[Input — start]
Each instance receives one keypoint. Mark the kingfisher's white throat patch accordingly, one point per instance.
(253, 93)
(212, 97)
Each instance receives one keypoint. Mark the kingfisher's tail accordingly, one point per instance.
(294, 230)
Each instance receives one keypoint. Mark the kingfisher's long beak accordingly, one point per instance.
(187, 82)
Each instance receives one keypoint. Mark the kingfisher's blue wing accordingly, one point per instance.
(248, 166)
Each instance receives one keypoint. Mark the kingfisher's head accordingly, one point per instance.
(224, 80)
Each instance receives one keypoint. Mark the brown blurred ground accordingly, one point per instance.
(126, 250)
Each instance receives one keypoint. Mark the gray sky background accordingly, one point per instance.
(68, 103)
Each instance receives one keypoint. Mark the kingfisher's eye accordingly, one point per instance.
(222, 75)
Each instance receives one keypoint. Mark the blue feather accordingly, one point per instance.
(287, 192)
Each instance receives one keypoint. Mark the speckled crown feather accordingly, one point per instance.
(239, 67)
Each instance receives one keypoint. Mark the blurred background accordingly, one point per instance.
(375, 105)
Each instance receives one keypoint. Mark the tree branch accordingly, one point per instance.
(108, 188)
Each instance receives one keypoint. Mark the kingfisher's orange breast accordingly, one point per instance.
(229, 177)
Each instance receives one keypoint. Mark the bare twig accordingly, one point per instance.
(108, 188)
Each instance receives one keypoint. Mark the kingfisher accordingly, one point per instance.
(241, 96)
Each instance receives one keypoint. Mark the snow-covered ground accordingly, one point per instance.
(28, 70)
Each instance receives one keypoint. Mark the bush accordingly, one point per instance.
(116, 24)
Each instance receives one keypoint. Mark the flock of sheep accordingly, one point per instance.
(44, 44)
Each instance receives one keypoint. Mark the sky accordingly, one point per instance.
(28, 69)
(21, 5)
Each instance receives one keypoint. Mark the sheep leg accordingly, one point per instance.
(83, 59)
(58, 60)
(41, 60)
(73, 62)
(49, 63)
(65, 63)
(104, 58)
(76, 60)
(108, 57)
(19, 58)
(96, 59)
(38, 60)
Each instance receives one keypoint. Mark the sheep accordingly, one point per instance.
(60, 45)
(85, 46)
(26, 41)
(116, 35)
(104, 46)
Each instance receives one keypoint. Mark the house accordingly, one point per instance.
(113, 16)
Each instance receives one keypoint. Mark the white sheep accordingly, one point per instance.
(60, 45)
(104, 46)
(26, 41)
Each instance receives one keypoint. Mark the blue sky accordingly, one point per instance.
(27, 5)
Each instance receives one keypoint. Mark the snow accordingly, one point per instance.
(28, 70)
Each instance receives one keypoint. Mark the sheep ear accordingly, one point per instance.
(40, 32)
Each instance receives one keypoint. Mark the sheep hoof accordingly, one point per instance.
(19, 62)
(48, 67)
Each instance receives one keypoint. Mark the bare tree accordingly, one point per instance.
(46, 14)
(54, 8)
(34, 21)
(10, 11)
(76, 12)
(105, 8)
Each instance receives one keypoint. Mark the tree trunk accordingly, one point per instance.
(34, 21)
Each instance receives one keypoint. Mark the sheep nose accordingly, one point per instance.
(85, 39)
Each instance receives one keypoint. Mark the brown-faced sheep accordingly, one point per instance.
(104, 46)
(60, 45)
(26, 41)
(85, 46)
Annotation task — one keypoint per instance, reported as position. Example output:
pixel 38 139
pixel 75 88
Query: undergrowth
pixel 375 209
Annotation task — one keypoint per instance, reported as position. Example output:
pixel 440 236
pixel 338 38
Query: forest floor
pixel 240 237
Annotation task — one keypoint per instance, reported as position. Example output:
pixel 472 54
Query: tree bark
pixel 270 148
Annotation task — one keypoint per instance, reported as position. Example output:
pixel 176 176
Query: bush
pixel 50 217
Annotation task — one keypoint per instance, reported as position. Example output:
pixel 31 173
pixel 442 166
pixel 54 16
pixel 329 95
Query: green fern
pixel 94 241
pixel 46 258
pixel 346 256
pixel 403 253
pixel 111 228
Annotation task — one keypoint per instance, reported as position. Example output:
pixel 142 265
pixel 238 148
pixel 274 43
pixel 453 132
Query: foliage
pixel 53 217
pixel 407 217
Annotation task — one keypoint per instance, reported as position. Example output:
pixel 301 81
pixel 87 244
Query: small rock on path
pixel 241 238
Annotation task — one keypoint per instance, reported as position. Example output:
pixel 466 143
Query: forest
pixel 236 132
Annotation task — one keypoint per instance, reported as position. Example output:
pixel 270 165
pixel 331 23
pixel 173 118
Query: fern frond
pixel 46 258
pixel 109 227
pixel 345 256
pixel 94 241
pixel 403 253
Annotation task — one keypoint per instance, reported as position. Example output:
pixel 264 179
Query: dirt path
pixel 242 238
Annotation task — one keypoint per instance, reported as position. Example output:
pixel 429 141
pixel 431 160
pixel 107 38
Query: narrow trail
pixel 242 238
[Input — finish]
**What is needed**: An exact copy of all the entries above is what is needed.

**Response below**:
Each instance receives one keypoint. Mark the kingfisher's white throat patch accordingly, one point per instance.
(253, 93)
(212, 97)
Each instance receives one keypoint. Mark the kingfisher's tail accordingly, one point per instance.
(294, 230)
Each instance receives one keypoint. Mark the kingfisher's long beak accordingly, one point per instance.
(187, 82)
Each instance receives one keypoint. Mark the kingfisher's blue wing accordingly, one point per instance.
(248, 166)
Each instance receives one keypoint. Mark the kingfisher's head accordingly, one point per instance.
(224, 80)
Each instance receives one keypoint. Mark the brown blurred ground accordingly, one point per instance.
(126, 250)
Each instance receives one keypoint. Mark the gray sky background accordingly, one point per instance.
(68, 103)
Each instance receives one keypoint. Mark the kingfisher's eye accordingly, one point per instance.
(222, 75)
Each instance receives one keypoint. Mark the blue feather accordingly, one point per instance.
(287, 192)
Each instance receives one keypoint. Mark the speckled crown feather accordingly, one point per instance.
(239, 67)
Each instance receives one keypoint. Mark the blurred background accordingly, one point per instance.
(375, 105)
Each instance receives one keypoint. Mark the tree branch accordingly, one point per instance.
(108, 188)
Each instance receives one keypoint. Mark the kingfisher's orange breast accordingly, one point per instance.
(229, 177)
Each instance receives one keypoint. Mark the bare twig accordingly, one point per instance.
(108, 188)
Each instance receives one keypoint. Mark the kingfisher accordingly, one point per instance.
(241, 96)
Each instance receives one keypoint. Mark the snow-covered ground accordingly, one point per instance.
(28, 70)
Each instance receives one keypoint. Mark the bush accordingly, one point per instance.
(116, 24)
Each instance receives one keypoint. Mark the flock of sheep accordingly, one point per instance.
(44, 44)
Each instance receives one keypoint. Mark the sky accordingly, one point per instance.
(28, 69)
(21, 5)
Each instance receives one keypoint. Mark the sheep leg accordingly, one point per instance.
(83, 59)
(58, 60)
(41, 60)
(73, 62)
(49, 63)
(65, 63)
(104, 58)
(76, 60)
(108, 57)
(19, 58)
(96, 59)
(38, 60)
Each instance receives one keypoint. Mark the sheep accordingly, one point per instance.
(60, 45)
(85, 46)
(26, 41)
(116, 35)
(104, 46)
Each instance receives one keypoint. Mark the house accordingly, one point per instance.
(113, 16)
Each instance receives one keypoint. Mark the white sheep accordingly, one point per instance.
(60, 45)
(104, 46)
(26, 41)
Each instance receives one keypoint. Mark the blue sky accordingly, one point per instance.
(27, 5)
Each instance receives one keypoint. Mark the snow accordingly, one point per instance.
(28, 70)
Each instance receives one keypoint. Mark the sheep ear accordingly, one point per instance.
(40, 32)
Each instance receives one keypoint. Mark the sheep hoof accordingly, one point per instance.
(19, 62)
(48, 67)
Each instance receives one keypoint. Mark the bare tree accordingly, one point per instance.
(46, 14)
(54, 8)
(34, 21)
(10, 11)
(76, 12)
(105, 8)
Each instance receives one keypoint. Mark the tree trunk accordingly, one point per instance.
(34, 21)
Each instance receives one keypoint. Mark the sheep nose accordingly, one point per instance.
(85, 39)
Each instance receives one keypoint. Mark the brown-faced sheep accordingly, one point per instance.
(104, 46)
(60, 45)
(26, 41)
(85, 46)
Annotation task — one keypoint per instance, reported as position. Example output:
pixel 38 139
pixel 75 88
Query: undergrowth
pixel 375 209
Annotation task — one keypoint per instance, reported as position. Example output:
pixel 440 236
pixel 338 38
Query: forest floor
pixel 240 237
Annotation task — one keypoint per instance, reported as position. Example output:
pixel 472 54
Query: tree bark
pixel 270 148
Annotation task — one keypoint per instance, reported as position. Example output:
pixel 176 176
Query: bush
pixel 50 217
Annotation task — one keypoint per instance, reported as position. Example output:
pixel 31 173
pixel 442 166
pixel 54 16
pixel 329 95
Query: green fern
pixel 94 241
pixel 46 258
pixel 346 256
pixel 403 253
pixel 111 228
Annotation task — one keypoint per instance, reported as position. Example output:
pixel 142 265
pixel 238 148
pixel 274 43
pixel 453 132
Query: foliage
pixel 53 217
pixel 407 217
Annotation task — one keypoint per instance, reported as position. Example output:
pixel 301 81
pixel 87 244
Query: small rock on path
pixel 241 238
Annotation task — one keypoint per instance, reported as position. Example output:
pixel 466 143
Query: forest
pixel 236 132
Annotation task — one keypoint per instance, reported as position. Example output:
pixel 270 165
pixel 331 23
pixel 173 118
Query: fern frond
pixel 46 258
pixel 109 227
pixel 345 256
pixel 94 241
pixel 403 253
Annotation task — one keypoint per instance, reported as position. Example output:
pixel 264 179
Query: dirt path
pixel 242 238
Annotation task — one keypoint per instance, reported as position. Example output:
pixel 429 141
pixel 431 160
pixel 107 38
Query: narrow trail
pixel 242 238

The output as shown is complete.